As I lie here in bed trying to sleep in the wee hours of the morning., this is the time of the day when the thoughts come and go. Sometimes they’re ingenious. This is when inspiration flows. Sometimes I think they’re ingenious and in the light of day I say “What was I thinking?”
On the scale of great thoughts, this one isn’t all that high, but it means something to me. I’m thinking of Star Trek and Mr. Spock and Captain Kirk. Star Trek was an extremely influential show in my past. I think of it often even ot this day. As a kid I think most people gravitated to Captain Kirk. He was the fiery one, the take charge guy, the one who got the ladies. I liked Mr. Spock. I liked his cool, his calm, his composure. He was meditating before I ever knew what meditation was. I wanted to be like him. Spock was the cool one for me.
I’m realizing both Kirk and Spock live inside me now. Spock is the “Observer”. As someone trying to learn mindfulness (first as a survival mechanism), I try first to focus on being in the moment. Second, I’m trying to work on understanding, labeling and detaching from my emotions. There are times when the Observer (or the Spock) side of me, my higher more evolved self will look in and say “Fascinating.” Spock can appreciate what is happening and is intrigued by it. I can step outside and watch how these events unfolding are opportunities for growth, for spiritual advancement. I can see how in the bigger scheme of things this may all be “working together for the good”.
Then, there are those times, the Kirk side of me is in charge. The scared little boy who doesn’t want to go through this “growth” stuff. I just want everything to be OK- NOW. I don’t want to take my medicine, have the surgery, lift the weights, whatever metaphor you want to use. I’m tired. I just want to go home. I want to take a nap. I’m done!
As I aspire to life more in the Light to be more my authentic self to live every day and every moment in an enlightened awareness, I have to remain mindful that living as an enlightened being is not the reason I came here. I have been wrestling with the concepts of being awakened and being enlightened. I think I am awakened in that I now know who I truly am. The thing is most of the time I forget and I don’t live like it. To be enlightened is to live like that every moment of every day. I am not enlightened.

=====

■ **Exercise**: Carry on the personal reflection about Kirk, Spock, and mindfulness, starting right after its final sentence, "I am not enlightened."

(Recorded data)

=====

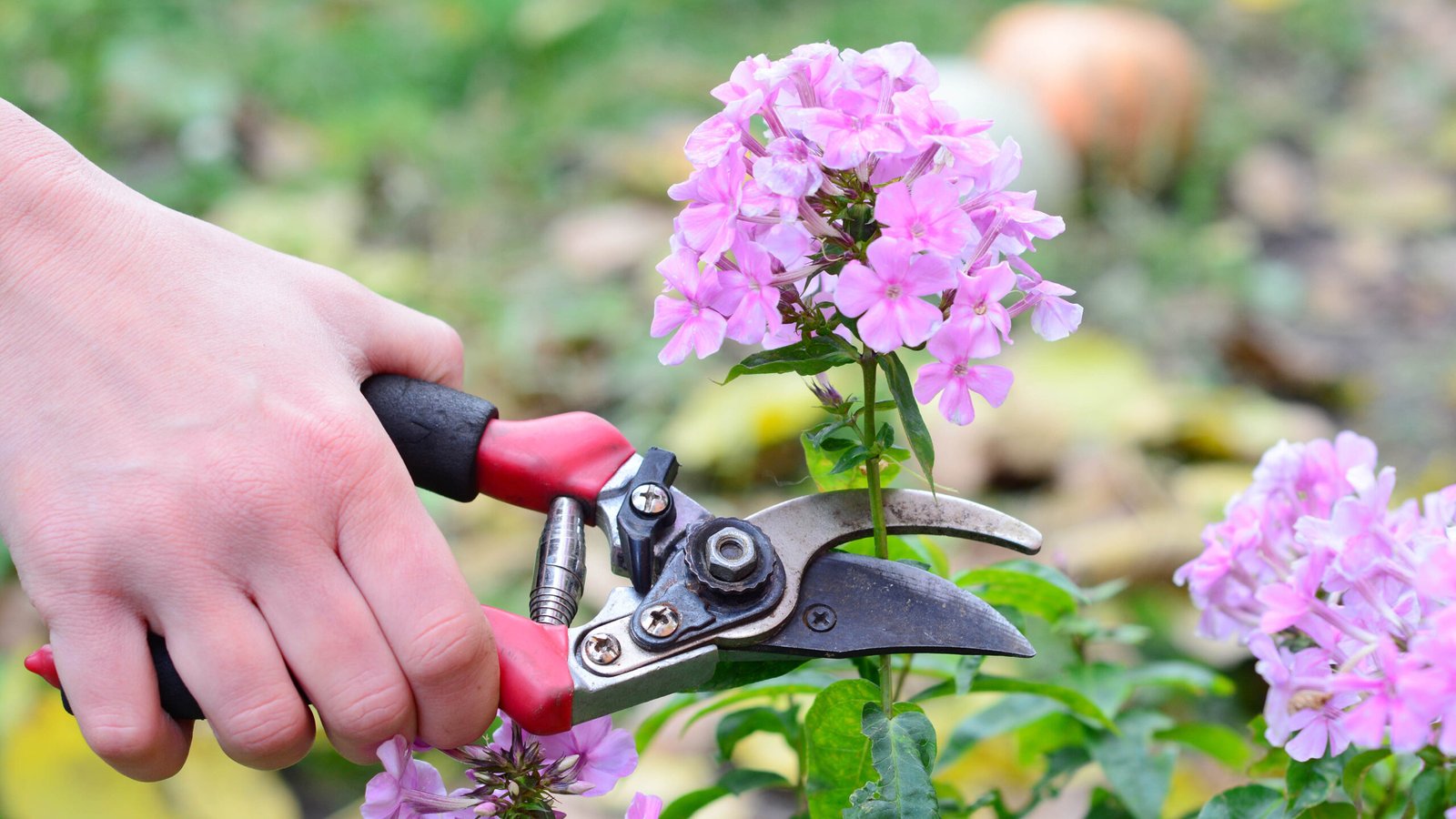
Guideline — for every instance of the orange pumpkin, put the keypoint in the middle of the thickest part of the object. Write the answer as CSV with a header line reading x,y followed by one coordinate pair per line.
x,y
1125,86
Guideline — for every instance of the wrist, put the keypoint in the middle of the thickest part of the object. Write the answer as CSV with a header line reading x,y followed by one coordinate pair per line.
x,y
53,201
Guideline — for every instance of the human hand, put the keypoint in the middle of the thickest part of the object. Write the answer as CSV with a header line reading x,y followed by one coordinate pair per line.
x,y
187,450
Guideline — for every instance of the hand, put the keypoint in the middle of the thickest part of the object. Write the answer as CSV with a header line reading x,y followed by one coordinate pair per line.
x,y
186,450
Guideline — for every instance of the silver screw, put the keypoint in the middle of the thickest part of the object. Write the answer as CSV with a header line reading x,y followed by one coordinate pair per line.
x,y
650,499
603,649
660,620
732,555
820,617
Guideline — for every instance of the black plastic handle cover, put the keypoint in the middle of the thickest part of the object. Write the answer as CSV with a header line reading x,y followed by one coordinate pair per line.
x,y
437,430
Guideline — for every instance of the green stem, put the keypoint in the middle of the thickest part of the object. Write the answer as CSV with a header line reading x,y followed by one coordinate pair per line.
x,y
877,504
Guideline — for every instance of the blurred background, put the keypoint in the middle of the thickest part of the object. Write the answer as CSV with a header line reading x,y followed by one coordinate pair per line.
x,y
1259,201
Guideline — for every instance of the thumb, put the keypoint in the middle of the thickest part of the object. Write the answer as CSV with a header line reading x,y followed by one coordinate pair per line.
x,y
405,341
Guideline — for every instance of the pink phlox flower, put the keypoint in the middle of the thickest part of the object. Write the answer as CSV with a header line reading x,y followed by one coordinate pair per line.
x,y
711,217
644,806
604,753
979,312
1320,729
1390,703
887,295
698,327
1052,315
1018,222
711,142
926,123
897,65
757,309
849,128
790,169
807,75
992,178
744,82
788,241
954,378
386,794
1288,603
926,216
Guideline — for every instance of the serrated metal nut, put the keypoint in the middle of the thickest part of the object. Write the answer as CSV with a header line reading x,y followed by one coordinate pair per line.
x,y
732,554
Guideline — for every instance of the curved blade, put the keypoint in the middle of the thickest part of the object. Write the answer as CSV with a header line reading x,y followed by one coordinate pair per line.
x,y
854,605
817,522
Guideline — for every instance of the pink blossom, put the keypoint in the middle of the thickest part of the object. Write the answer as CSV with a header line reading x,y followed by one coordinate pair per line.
x,y
851,128
926,123
756,310
698,327
926,216
977,310
788,167
386,794
645,806
711,217
603,753
887,295
956,379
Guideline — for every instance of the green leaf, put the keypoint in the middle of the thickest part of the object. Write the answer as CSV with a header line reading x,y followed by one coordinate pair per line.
x,y
1006,714
652,724
739,724
1351,780
1075,702
851,458
733,783
1187,676
805,358
1138,777
1429,793
1220,742
1331,811
1009,586
837,755
1314,782
916,431
1245,802
903,753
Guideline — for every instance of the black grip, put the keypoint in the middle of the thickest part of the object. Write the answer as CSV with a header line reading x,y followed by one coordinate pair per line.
x,y
177,700
437,430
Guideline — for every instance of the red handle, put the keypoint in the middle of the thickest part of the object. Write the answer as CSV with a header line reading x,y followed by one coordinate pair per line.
x,y
536,683
529,464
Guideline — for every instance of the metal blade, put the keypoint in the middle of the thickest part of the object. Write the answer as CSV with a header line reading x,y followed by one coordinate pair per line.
x,y
817,522
854,605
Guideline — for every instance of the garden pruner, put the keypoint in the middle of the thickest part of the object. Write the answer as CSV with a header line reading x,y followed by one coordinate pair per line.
x,y
703,588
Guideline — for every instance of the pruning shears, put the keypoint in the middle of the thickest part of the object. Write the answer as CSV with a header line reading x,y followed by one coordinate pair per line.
x,y
703,588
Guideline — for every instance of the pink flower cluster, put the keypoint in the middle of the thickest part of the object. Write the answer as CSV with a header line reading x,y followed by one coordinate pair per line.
x,y
1344,601
866,208
587,761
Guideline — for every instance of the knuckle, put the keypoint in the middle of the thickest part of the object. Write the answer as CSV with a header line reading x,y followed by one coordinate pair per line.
x,y
450,647
371,716
123,739
269,732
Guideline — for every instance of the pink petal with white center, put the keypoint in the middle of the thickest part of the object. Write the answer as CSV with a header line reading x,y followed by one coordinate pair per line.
x,y
711,142
858,288
701,332
956,404
990,382
929,380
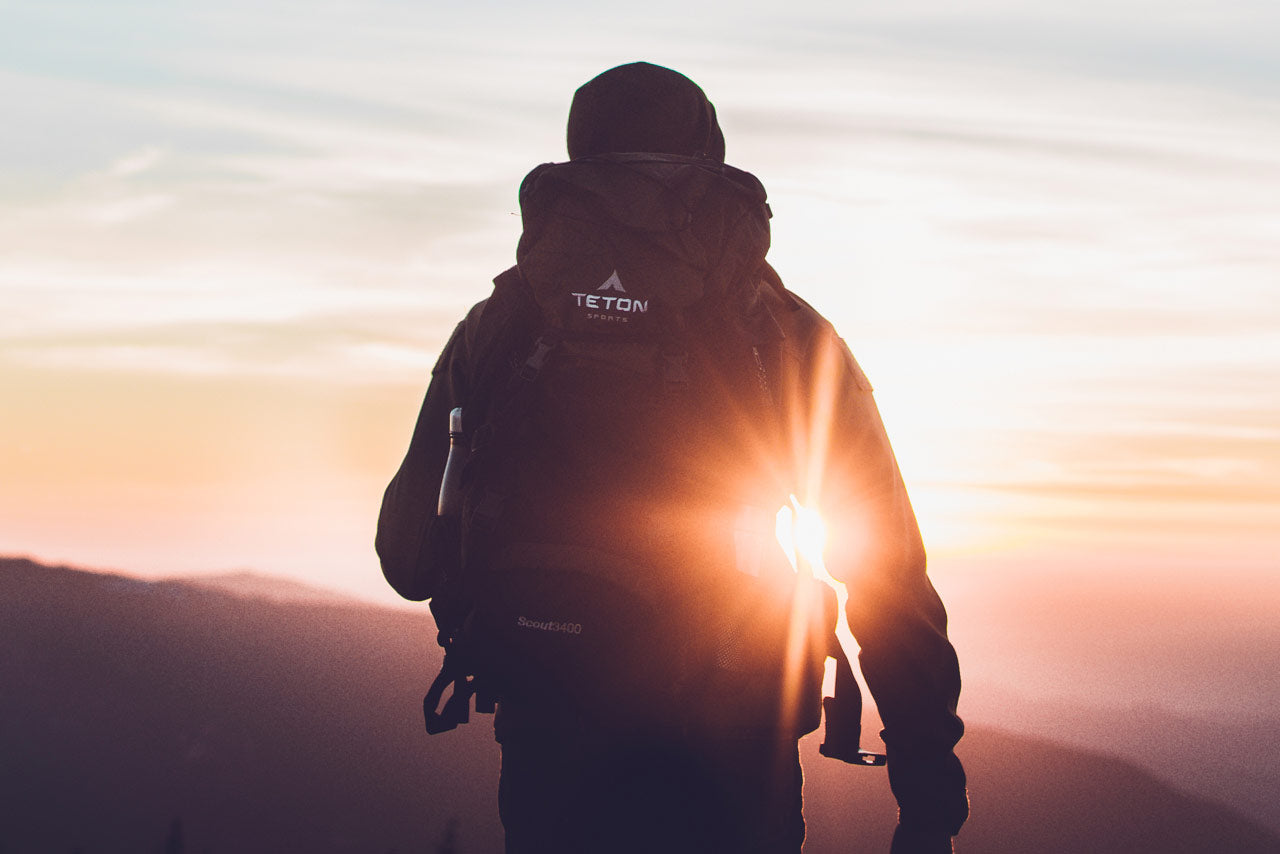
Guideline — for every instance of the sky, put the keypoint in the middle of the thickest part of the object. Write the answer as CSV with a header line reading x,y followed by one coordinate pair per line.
x,y
233,237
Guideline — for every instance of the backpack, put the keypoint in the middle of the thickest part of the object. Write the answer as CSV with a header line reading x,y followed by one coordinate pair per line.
x,y
624,446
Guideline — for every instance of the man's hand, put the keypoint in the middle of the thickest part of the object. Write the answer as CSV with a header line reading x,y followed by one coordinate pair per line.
x,y
908,840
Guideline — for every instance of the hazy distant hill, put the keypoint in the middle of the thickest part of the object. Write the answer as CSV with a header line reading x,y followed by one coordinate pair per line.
x,y
274,725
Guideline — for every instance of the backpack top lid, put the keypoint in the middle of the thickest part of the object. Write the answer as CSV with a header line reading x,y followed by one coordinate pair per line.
x,y
613,241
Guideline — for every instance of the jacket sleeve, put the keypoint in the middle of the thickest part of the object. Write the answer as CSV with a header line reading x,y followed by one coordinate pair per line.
x,y
897,619
403,539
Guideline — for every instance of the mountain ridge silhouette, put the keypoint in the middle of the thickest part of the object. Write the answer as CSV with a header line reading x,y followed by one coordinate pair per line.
x,y
268,725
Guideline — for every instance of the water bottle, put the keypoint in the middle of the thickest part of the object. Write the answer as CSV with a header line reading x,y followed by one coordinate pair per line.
x,y
449,505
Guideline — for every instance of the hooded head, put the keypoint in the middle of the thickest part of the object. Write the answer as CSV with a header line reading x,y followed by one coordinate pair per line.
x,y
643,108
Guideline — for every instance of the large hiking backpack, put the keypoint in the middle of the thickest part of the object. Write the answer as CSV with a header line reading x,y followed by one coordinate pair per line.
x,y
622,423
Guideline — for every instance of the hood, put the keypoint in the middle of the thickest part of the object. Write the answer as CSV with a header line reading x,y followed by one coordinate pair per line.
x,y
640,106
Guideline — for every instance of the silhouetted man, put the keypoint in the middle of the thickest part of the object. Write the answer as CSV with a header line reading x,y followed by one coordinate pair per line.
x,y
584,773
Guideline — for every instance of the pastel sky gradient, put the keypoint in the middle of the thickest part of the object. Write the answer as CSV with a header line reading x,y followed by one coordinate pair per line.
x,y
233,236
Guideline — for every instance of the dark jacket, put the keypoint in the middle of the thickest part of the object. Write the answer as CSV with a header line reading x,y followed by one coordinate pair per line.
x,y
874,543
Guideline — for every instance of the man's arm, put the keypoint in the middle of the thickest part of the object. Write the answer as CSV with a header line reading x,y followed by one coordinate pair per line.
x,y
410,501
894,611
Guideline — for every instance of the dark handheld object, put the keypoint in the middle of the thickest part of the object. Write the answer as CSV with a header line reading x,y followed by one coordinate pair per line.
x,y
449,505
844,720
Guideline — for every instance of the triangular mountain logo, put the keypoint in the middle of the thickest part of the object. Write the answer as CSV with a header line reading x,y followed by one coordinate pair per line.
x,y
613,283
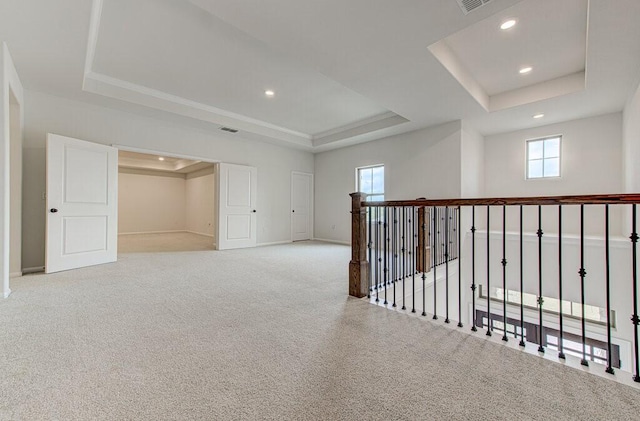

=====

■ **Output for this task**:
At times, I can intellectualize all of this and tell myself the pain is temporary, that it will all be all right in the end (and it will). I can’t live that out every moment though. And that is OK. There’s a reason for the pain and the process. There’s a reason I was made weak and sent here. To try to bypass that would be to defeat the goal. I have to feel the emotions, the pain, deal with the suffering. Back to Kirk and Spock. Spock was only half Vulcan. The other half of him was human. Spock constantly struggled to suppress the human side of himself, the side he saw as weak. But, I’m meant to be human. The awakening I have had is beneficial. It dulls the pain, keeps it to a manageable level, but it’s not going to take it away. It’s not supposed to. I think I am given enough to be able to make it through, but never will given so much as to take it away. That will happen when I slip out of this body and wake up back at Home.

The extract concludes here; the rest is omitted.